INSTRUCTIONS FOR THE TASK: Copy out exactly the lines from the line containing "Task: indicate the red brick building." to the end of the listing.

**** RAW RECORDS

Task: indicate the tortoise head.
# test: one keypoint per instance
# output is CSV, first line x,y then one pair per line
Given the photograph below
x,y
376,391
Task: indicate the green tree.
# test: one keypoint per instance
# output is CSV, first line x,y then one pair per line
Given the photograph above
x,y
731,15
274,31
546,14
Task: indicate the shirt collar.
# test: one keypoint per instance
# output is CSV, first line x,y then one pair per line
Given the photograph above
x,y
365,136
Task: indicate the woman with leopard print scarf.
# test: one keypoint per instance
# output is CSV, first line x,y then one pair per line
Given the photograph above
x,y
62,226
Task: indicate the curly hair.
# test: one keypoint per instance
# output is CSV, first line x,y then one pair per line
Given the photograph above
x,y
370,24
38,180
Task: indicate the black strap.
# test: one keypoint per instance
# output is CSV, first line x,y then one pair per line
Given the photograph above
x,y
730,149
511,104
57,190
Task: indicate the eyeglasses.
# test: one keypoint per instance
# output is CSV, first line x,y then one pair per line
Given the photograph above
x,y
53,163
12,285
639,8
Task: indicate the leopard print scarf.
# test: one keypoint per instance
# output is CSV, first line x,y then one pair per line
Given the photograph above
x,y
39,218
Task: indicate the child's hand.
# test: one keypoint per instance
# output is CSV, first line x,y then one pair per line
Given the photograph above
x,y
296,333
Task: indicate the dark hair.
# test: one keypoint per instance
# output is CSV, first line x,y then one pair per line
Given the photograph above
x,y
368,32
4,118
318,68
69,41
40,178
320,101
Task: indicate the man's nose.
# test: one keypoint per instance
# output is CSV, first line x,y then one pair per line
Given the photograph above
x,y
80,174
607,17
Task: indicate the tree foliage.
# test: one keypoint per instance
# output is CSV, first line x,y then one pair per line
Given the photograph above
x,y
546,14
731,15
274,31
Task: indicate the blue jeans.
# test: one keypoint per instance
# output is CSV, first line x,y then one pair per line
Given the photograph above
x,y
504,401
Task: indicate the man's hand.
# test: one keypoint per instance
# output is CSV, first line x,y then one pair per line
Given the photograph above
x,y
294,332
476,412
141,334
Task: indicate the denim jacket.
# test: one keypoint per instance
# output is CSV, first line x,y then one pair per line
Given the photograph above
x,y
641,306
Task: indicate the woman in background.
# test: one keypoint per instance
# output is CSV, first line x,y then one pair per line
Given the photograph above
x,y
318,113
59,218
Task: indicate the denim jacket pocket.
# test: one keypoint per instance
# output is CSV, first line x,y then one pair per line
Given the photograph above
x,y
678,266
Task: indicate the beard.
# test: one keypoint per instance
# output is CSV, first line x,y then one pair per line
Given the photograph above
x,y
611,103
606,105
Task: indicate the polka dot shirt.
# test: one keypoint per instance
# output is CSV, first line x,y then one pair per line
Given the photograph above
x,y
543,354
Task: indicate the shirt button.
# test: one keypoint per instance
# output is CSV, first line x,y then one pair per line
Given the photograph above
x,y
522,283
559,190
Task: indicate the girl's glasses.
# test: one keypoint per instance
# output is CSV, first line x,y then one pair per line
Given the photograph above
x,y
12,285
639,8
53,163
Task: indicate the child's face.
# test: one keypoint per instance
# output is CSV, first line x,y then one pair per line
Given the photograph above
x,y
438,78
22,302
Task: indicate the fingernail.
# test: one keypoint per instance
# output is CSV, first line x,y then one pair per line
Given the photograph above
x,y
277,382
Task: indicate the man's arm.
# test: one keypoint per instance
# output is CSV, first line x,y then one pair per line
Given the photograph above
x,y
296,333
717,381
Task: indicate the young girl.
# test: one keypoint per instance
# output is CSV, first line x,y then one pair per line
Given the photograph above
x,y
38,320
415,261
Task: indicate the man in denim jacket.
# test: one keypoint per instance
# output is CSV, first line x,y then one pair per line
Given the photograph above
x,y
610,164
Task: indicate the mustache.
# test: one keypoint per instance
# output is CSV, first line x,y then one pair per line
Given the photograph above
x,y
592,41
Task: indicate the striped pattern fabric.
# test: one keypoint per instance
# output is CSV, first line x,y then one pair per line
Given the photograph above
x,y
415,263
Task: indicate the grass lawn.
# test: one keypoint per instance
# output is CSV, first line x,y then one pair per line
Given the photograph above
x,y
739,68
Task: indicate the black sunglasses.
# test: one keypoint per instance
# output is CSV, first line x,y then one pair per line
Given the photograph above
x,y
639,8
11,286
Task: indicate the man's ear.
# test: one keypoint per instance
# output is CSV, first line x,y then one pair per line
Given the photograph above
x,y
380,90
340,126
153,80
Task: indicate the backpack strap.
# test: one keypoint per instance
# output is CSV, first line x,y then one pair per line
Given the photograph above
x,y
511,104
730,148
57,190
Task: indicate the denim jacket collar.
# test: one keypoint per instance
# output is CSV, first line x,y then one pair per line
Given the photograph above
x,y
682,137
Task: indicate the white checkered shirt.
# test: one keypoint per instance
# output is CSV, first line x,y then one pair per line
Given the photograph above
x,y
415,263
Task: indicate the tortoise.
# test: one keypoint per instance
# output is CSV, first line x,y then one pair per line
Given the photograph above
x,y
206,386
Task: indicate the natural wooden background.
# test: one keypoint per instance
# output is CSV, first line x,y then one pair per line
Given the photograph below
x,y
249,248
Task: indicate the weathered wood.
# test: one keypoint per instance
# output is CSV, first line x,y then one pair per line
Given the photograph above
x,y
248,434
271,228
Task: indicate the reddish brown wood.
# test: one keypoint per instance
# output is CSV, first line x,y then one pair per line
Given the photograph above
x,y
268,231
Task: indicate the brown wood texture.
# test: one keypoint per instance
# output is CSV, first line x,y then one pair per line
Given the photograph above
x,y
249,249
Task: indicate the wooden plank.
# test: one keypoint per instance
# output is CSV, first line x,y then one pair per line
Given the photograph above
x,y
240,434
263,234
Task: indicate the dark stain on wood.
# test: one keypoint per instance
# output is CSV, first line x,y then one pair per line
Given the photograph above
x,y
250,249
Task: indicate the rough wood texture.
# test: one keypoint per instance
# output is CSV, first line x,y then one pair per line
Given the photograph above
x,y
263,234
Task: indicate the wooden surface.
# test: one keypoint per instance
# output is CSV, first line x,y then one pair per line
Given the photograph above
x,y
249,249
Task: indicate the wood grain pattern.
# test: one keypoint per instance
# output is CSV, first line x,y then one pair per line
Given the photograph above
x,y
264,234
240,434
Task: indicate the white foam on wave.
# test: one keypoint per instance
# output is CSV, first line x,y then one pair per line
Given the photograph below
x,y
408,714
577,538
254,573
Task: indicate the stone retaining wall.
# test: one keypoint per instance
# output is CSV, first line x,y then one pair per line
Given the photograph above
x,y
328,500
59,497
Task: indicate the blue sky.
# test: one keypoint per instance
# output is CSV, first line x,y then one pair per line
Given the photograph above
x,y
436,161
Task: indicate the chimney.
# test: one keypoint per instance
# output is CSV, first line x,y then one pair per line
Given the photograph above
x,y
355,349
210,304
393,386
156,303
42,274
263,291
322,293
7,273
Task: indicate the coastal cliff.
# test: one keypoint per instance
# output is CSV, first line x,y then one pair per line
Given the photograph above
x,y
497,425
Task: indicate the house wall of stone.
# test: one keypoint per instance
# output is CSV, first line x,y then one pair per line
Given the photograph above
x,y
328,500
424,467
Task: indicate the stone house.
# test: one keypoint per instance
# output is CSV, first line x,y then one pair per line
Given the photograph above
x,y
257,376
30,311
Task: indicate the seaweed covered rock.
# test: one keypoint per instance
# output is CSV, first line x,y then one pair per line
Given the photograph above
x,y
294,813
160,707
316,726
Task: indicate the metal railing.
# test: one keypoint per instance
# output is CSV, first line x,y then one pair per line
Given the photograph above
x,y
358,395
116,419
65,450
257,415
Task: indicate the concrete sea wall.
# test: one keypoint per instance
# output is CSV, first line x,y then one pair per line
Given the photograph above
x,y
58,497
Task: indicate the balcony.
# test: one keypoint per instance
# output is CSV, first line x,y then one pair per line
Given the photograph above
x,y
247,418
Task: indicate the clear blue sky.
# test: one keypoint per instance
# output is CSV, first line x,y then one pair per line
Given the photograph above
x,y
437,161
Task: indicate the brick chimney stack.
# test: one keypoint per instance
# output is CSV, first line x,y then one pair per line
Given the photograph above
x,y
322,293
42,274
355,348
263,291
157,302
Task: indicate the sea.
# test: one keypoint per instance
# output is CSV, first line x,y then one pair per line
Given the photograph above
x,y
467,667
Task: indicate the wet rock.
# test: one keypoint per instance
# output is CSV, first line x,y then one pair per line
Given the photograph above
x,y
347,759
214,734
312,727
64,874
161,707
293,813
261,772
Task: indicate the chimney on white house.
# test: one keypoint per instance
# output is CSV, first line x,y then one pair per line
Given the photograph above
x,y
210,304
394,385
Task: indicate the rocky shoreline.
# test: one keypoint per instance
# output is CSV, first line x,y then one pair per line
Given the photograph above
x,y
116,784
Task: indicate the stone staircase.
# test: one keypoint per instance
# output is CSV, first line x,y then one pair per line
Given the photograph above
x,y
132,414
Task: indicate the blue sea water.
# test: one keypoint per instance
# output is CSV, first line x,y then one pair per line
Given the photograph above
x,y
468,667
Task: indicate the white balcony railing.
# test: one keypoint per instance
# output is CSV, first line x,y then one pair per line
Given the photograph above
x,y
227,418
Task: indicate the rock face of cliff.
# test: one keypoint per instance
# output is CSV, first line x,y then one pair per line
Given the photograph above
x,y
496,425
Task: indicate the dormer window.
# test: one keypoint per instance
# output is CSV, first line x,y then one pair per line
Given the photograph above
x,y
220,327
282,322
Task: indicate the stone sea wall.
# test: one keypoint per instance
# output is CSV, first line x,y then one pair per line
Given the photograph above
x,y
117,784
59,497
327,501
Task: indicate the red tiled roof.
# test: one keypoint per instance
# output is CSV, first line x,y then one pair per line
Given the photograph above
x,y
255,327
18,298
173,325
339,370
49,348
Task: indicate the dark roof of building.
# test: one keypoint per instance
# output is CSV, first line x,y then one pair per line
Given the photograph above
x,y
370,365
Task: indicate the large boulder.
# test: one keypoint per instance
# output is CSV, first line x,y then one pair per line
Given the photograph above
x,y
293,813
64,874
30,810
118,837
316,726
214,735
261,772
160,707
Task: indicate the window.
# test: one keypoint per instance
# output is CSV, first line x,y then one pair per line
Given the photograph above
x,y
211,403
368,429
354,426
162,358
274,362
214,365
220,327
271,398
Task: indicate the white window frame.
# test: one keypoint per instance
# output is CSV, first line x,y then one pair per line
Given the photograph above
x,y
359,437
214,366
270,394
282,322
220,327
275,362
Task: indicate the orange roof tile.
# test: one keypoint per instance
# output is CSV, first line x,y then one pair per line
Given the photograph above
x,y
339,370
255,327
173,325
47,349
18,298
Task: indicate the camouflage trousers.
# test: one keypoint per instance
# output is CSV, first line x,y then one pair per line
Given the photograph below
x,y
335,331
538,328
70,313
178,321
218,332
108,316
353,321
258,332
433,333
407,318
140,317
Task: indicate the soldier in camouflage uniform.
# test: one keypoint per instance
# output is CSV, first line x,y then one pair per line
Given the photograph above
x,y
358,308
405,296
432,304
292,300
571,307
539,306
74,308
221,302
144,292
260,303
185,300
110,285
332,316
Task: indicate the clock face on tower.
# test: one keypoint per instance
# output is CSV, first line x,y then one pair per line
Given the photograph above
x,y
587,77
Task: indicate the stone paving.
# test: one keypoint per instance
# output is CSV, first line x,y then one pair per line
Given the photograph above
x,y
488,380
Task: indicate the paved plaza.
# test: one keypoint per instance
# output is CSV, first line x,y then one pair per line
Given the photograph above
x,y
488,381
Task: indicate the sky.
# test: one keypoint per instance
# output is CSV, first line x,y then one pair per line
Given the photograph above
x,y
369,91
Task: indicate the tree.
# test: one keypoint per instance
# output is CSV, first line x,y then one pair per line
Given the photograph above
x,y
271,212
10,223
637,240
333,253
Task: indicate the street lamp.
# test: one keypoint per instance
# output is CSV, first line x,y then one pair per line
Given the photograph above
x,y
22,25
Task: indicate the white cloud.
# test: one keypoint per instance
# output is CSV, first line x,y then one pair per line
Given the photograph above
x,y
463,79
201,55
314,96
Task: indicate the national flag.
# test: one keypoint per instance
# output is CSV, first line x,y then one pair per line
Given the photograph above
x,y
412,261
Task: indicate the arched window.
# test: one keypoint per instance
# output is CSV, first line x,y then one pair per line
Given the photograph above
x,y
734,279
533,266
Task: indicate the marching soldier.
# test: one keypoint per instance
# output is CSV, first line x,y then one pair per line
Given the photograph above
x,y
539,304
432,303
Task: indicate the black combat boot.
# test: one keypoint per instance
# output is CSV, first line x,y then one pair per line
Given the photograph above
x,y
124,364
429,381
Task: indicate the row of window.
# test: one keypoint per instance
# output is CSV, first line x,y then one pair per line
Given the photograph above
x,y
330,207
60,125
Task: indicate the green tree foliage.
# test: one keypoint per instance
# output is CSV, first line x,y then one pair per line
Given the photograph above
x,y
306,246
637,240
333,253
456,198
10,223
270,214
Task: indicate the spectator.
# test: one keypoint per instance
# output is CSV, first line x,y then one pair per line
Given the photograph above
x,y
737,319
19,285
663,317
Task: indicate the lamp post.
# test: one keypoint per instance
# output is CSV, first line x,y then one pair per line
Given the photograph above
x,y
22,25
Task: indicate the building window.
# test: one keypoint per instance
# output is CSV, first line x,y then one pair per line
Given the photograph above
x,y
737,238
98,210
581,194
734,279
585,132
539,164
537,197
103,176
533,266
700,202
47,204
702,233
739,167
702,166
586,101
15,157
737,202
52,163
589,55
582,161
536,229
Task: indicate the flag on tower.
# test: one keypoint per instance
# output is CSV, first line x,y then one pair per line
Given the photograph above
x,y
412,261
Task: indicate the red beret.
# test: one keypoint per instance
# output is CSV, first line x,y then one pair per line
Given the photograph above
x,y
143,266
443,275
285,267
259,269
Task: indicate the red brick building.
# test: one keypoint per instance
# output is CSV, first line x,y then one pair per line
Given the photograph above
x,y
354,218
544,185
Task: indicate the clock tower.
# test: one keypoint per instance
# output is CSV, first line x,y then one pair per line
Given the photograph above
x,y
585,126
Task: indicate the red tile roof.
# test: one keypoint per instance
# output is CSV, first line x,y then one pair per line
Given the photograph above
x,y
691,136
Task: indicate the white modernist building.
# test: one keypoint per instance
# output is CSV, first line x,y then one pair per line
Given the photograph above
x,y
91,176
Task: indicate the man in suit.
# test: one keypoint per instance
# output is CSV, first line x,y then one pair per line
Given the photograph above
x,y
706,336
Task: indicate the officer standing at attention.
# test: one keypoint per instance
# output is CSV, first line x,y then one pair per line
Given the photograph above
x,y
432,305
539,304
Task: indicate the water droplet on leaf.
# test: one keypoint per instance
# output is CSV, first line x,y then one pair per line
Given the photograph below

********

EXERCISE RESPONSE:
Task: indicate the red brick building.
# test: one keypoint per instance
# output is CSV, first line x,y then one pair per line
Given the photograph above
x,y
354,218
544,185
Task: indicate the clock tower.
# test: one keypoint per instance
# output is CSV, first line x,y then one pair per line
Given the photograph above
x,y
585,126
Task: indicate the red tile roof.
# test: one keypoint per instance
# output is CSV, first line x,y then one pair per line
Given the photograph above
x,y
691,136
Task: indicate the white modernist building.
# test: one keypoint per instance
# output is CSV, first line x,y then one pair per line
Given the photograph above
x,y
91,176
Task: indicate the man in suit.
# test: one keypoint per instance
# output is CSV, first line x,y then one pair per line
Given the photograph above
x,y
706,336
Task: indicate the officer standing at attention.
# test: one keypoint per instance
# output is CSV, first line x,y then one pair per line
Given the photograph above
x,y
432,305
539,304
Task: indicate the water droplet on leaf.
# test: one keypoint per instance
# output is CSV, first line x,y then one pair per line
Given the photograph below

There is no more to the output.